What you should do: Write out the full set of records below exactly.

-- Data for this task start --

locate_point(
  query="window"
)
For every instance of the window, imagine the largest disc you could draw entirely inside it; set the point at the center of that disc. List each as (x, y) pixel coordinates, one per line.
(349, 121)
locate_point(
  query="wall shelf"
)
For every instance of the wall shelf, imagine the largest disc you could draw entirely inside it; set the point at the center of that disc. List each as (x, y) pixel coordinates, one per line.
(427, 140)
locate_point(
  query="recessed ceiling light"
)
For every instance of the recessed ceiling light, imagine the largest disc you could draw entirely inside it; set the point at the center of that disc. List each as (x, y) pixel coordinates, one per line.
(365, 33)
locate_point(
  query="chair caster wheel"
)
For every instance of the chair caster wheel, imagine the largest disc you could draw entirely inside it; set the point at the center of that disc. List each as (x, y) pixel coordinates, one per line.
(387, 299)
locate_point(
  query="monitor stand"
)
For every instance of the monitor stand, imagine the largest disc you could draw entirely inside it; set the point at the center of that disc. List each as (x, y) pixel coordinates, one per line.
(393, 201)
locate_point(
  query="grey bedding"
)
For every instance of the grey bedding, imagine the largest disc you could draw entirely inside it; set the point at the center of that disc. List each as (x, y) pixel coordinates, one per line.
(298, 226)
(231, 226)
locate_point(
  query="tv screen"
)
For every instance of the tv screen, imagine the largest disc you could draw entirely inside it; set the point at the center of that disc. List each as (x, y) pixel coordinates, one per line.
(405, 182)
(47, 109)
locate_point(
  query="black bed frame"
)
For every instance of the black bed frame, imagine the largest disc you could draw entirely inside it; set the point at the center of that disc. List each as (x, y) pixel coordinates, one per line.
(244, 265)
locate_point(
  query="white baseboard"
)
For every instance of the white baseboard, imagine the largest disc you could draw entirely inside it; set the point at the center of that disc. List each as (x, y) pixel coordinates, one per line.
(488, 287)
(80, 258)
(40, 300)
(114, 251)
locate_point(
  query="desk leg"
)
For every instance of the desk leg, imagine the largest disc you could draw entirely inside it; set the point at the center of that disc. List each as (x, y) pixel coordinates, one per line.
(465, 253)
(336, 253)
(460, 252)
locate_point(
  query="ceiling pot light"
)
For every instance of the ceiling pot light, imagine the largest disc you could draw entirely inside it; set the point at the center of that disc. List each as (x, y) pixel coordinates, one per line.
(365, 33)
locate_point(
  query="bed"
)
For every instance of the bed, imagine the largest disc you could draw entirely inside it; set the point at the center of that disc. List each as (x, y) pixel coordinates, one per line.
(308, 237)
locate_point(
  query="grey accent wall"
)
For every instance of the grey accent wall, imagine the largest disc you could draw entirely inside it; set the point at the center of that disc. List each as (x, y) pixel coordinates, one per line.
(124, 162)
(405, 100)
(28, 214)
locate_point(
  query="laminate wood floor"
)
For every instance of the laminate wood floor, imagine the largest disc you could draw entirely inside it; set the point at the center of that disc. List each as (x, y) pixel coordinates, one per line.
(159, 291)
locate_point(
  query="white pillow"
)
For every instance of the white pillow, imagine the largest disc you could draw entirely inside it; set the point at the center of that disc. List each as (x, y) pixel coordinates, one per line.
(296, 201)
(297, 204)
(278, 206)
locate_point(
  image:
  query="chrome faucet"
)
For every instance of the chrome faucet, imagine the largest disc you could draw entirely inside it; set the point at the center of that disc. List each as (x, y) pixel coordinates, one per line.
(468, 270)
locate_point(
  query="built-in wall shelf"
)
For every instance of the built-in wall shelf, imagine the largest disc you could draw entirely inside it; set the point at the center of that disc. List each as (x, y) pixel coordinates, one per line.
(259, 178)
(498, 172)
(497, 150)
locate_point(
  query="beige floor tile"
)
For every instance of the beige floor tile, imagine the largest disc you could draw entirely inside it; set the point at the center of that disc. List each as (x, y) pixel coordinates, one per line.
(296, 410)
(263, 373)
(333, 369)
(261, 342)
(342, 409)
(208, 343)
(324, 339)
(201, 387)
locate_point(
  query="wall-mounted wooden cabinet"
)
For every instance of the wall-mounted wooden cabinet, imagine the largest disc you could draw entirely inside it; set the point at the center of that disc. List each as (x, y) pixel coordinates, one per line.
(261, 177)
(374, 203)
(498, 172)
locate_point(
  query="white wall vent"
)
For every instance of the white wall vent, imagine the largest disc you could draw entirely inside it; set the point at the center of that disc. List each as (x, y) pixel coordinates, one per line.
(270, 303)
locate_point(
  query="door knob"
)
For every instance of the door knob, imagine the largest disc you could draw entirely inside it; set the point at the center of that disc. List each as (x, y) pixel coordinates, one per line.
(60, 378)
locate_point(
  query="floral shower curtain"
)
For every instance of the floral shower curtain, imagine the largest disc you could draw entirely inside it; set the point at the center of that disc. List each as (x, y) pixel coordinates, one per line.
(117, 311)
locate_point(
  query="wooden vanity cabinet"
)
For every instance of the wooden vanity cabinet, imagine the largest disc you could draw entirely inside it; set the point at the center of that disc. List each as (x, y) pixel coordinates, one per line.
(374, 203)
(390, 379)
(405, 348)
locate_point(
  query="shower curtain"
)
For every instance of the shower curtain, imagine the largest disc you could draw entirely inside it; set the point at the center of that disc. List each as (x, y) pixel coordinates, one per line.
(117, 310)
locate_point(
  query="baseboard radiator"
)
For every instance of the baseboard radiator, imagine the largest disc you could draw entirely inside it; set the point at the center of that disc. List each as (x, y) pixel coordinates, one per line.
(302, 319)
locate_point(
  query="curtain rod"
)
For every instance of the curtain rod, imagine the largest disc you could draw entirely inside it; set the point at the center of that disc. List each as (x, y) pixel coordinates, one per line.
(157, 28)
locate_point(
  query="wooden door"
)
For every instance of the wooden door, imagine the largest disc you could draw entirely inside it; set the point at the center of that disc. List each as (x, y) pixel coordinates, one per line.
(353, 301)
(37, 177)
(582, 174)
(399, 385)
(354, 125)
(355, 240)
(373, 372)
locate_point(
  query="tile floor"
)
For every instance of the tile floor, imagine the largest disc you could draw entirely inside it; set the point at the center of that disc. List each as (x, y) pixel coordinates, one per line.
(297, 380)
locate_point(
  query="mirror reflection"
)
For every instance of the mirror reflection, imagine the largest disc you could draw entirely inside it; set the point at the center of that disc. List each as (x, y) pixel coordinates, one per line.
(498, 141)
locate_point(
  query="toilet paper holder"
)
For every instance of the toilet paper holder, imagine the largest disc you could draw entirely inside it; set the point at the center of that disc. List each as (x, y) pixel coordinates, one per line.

-- Data for this task end --

Answer to this exercise:
locate_point(
  query="window"
)
For every instance of the window, imagine the largest disc you could draw entirely inside it; set the point at the center of that disc. List each as (x, y) pixel coordinates, one per line.
(349, 121)
locate_point(
  query="wall shelf"
)
For every instance of the wall shelf, imagine the largest disc you could draw entirely inside it; set the point at the center of that disc. List each as (x, y) pixel coordinates, one per line.
(427, 140)
locate_point(
  query="recessed ceiling light"
)
For every instance of the recessed ceiling light, imagine the largest disc you could draw entirely inside it; set the point at the center of that disc. List each as (x, y) pixel coordinates, one per line.
(365, 33)
locate_point(
  query="chair caster wheel"
)
For every instance of the chair caster wheel, imagine the largest disc you could draw entirely inside it; set the point at the center of that disc. List each as (x, y) pixel coordinates, one per line.
(387, 299)
locate_point(
  query="monitor stand"
)
For every instance of the monitor stand, imagine the largest disc you could draw entirely inside it; set the point at the center of that disc. List each as (x, y) pixel coordinates, one per line.
(393, 201)
locate_point(
  query="grey bedding"
)
For every instance of the grey bedding, imagine the largest disc you could draw entirely inside it; set the point at the center of that disc. List each as (x, y) pixel coordinates, one per line.
(298, 226)
(231, 226)
locate_point(
  query="tv screen"
)
For every instance of the tv screen, imagine the largest disc you could draw entirely inside it; set the point at the center of that disc. List each as (x, y) pixel coordinates, one per line.
(405, 182)
(47, 109)
locate_point(
  query="black bed frame"
)
For every instance of the black bed frame, imagine the largest disc you could draw entirely inside it; set the point at the center of that disc. List each as (x, y) pixel coordinates, one per line.
(244, 265)
locate_point(
  query="white baseboard"
)
For every instance of the white baseboard, imagine the largest disc you could draw entirely inside it; set the point at the center of that disc. List each as (x, y) pixel coordinates, one per line.
(488, 287)
(80, 258)
(40, 300)
(114, 251)
locate_point(
  query="desk leg"
)
For every instance of the desk leg, imagine the largest disc you could draw entirely inside it; set the point at the center of that disc. List each as (x, y) pixel coordinates, one per line.
(465, 253)
(336, 253)
(460, 252)
locate_point(
  query="ceiling pot light"
)
For every instance of the ceiling pot light, imagine the largest disc you could draw entirely inside it; set the point at the center of that disc. List each as (x, y) pixel coordinates, one per line.
(365, 33)
locate_point(
  query="bed"
)
For every instance of the bed, imagine the largest disc you could draw entirely inside it; set the point at the center of that disc. List each as (x, y) pixel coordinates, one per line.
(308, 237)
locate_point(
  query="grey accent wall"
)
For every instance of the grey accent wall, imagine the largest disc you could draw entirely inside it; set the point at the center of that disc. List each as (x, y) pixel coordinates, one per line.
(124, 162)
(405, 100)
(28, 214)
locate_point(
  query="laminate wood floor"
)
For every instance of the laminate wood floor, imagine the largest disc you could draw entirely inside it; set the point at the center of that disc. List each as (x, y) pixel coordinates, one per line.
(159, 291)
locate_point(
  query="white pillow"
)
For every instance of the white pillow, imagine the largest disc you could draw entirely inside it; set the point at the center of that disc. List each as (x, y) pixel coordinates, one per line.
(296, 201)
(297, 204)
(278, 206)
locate_point(
  image:
  query="chrome faucet"
)
For every instance of the chrome faucet, imagine the largest disc you could draw entirely inside it; set the point at the center of that disc. List each as (x, y) pixel coordinates, one per line.
(468, 270)
locate_point(
  query="built-in wall shelf"
)
For every instance of the built-in wall shelf, imagine the largest disc you could draw entirely inside it; set the point at the center of that disc. List each as (x, y) pixel coordinates, one per line.
(259, 178)
(498, 172)
(497, 150)
locate_point(
  query="beige floor tile"
)
For every instance of the beige floor tile, imagine the largest disc you could draw entirely inside it; set the point at the center of that disc. List each as (x, y) pixel coordinates, one per line.
(296, 410)
(263, 373)
(333, 369)
(261, 342)
(342, 409)
(208, 343)
(324, 339)
(201, 387)
locate_point(
  query="wall-mounted wooden cabinet"
)
For every instance of the wall-mounted wooden cabinet, imagine the largest disc you could draw entirely inside it; set the point at the center of that disc. List each as (x, y) pixel coordinates, one per line.
(261, 177)
(374, 203)
(498, 172)
locate_point(
  query="white wall vent"
)
For every instance of the white wall vent, imagine the largest disc you could draw entirely inside it; set the point at the center of that disc. List each as (x, y) pixel coordinates, one per line.
(270, 303)
locate_point(
  query="door knob"
)
For every instance of the door knob, imagine the largest disc you could draw entirely inside it; set the point at the center of that disc. List each as (x, y) pixel coordinates, one per line.
(60, 378)
locate_point(
  query="floral shower curtain"
)
For every instance of the floral shower curtain, imagine the largest disc you could draw entirely inside it; set the point at the center of that disc. List each as (x, y) pixel coordinates, one per line.
(117, 311)
locate_point(
  query="wooden vanity cabinet"
)
For every instance of the wooden vanity cabinet, imagine the largest disc you could draw entirely inside it; set the point at the center of that disc. List each as (x, y) pixel coordinates, one per line.
(374, 203)
(390, 379)
(405, 348)
locate_point(
  query="shower curtain"
)
For every instance of the shower curtain, imagine the largest disc you could draw entirely inside it; set the point at the center of that disc. List each as (x, y) pixel coordinates, one per line.
(117, 310)
locate_point(
  query="baseboard radiator"
)
For every instance of the baseboard radiator, imagine the largest disc you could draw entirely inside it; set the point at the center of that disc. List each as (x, y) pixel coordinates, one per line.
(302, 319)
locate_point(
  query="curtain rod"
)
For every instance of the curtain rod, imagine the largest disc you could draw entirely inside it; set the point at the center of that disc. List each as (x, y) pixel coordinates, one per line.
(157, 28)
locate_point(
  query="wooden door"
)
For every instance of the wooden door, imagine the largest disc you could draw entirely inside it; set the point at the center of that disc. List each as (x, y) pixel coordinates, one per line.
(353, 301)
(37, 177)
(582, 174)
(399, 385)
(354, 125)
(355, 240)
(373, 372)
locate_point(
  query="tile floor"
)
For every instance of the tile floor, imagine the largest disc you could draw entirely inside it; set the point at the center of that disc. List each as (x, y) pixel coordinates, one per line.
(297, 380)
locate_point(
  query="mirror reflection"
)
For every instance of the mirror reflection, imagine the largest disc you could draw entirely inside it; set the point at the center of that disc. List each as (x, y) pixel coordinates, one per line.
(498, 141)
locate_point(
  query="toilet paper holder"
)
For every instance of the toilet paper holder, imagine the largest disc you could draw entirely inside it; set the point at the center of that disc. List each as (x, y) pixel coordinates, one per line.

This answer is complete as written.